Records excerpted from a collection

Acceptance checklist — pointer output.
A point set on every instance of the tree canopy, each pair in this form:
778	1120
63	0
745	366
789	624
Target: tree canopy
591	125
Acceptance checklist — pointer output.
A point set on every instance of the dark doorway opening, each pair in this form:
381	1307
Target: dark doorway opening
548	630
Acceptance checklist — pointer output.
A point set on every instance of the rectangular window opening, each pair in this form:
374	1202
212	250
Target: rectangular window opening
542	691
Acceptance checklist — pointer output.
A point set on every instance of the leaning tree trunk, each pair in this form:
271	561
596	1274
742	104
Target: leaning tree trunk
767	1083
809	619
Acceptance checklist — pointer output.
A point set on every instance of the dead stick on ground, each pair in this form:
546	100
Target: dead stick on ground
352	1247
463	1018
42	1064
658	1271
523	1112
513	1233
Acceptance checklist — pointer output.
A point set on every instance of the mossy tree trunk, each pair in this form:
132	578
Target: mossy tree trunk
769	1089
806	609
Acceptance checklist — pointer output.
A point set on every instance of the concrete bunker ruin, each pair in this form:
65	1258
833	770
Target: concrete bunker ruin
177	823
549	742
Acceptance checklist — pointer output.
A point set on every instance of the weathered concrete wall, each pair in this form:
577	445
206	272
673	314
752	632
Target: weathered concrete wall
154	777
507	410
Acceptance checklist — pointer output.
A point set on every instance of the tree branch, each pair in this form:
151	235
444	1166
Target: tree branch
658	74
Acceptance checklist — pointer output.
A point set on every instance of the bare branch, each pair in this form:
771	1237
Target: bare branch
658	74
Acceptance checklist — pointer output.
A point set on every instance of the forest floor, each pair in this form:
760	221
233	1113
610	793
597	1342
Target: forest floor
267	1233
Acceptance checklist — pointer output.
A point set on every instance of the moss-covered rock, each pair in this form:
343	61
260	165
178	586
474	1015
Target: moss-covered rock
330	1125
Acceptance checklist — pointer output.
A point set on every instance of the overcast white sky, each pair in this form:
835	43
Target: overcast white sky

• _Task to carry out_: Copy each entry exactly, with nothing added or dropped.

• _Answer for the task_:
Acceptance checklist — pointer output.
A point set on every instance of the tree canopy, each pair in this form:
778	1120
63	0
745	366
789	624
Target: tree canopy
591	125
Acceptance checklist — pointer output.
A point set on every instance of the dark doorway opening, each pair in this form:
381	1307
Target: dark doorway opening
548	630
Acceptance checklist — pointer output.
A point set on every instance of the rectangular window opening, each pair in this form:
374	1202
212	250
Target: rectangular window opening
542	691
Acceptance checklist — pointer output.
A point set on every instance of the leaning tree trunk, each pair in this form:
271	561
596	1274
742	104
Target: leaning tree trunk
767	1083
809	619
Acceptance checklist — pointer output.
A point set on every instance of the dead stick on ground, each pair in this form:
546	100
Target: dead stick on ground
352	1247
463	1018
42	1064
658	1271
523	1112
513	1233
Acceptance checklist — pointer output.
A point set on every instance of the mossy tree trunk, each pair in this form:
132	578
Target: mossy tree trunk
769	1089
806	609
Acceptance checklist — pointer output.
A point set on every instance of the concrete bunker ruin, each pair in this form:
65	1258
833	770
Target: concrete bunker ruin
177	823
549	742
Acceptance checklist — pointer output.
A point set on every instance of the weathered concrete wall, each pair in this form:
577	445
206	272
673	314
752	632
Target: weathered concrete wall
154	777
507	410
Acceptance checklist — pointer output.
A point set on every instance of the tree branch, each pair in this form:
151	235
444	1166
Target: tree branch
658	74
Acceptance checklist — pointer output.
A point set on every instance of the bare branch, each pair in this form:
771	1237
Target: bare branch
658	74
Acceptance checklist — pointer output.
A point set on every instance of the forest floor, each pair in this form:
760	221
233	1113
610	793
597	1342
Target: forest floor
267	1233
Acceptance checklist — pointer output.
A point set on every instance of the moss-covered rock, each pair in this form:
343	61
260	165
178	586
474	1015
Target: moss-covered rock
330	1125
Acceptance checklist — pointer output.
A point set on every instance of the overcast white sky, each pair in this form:
835	43
Target: overcast white sky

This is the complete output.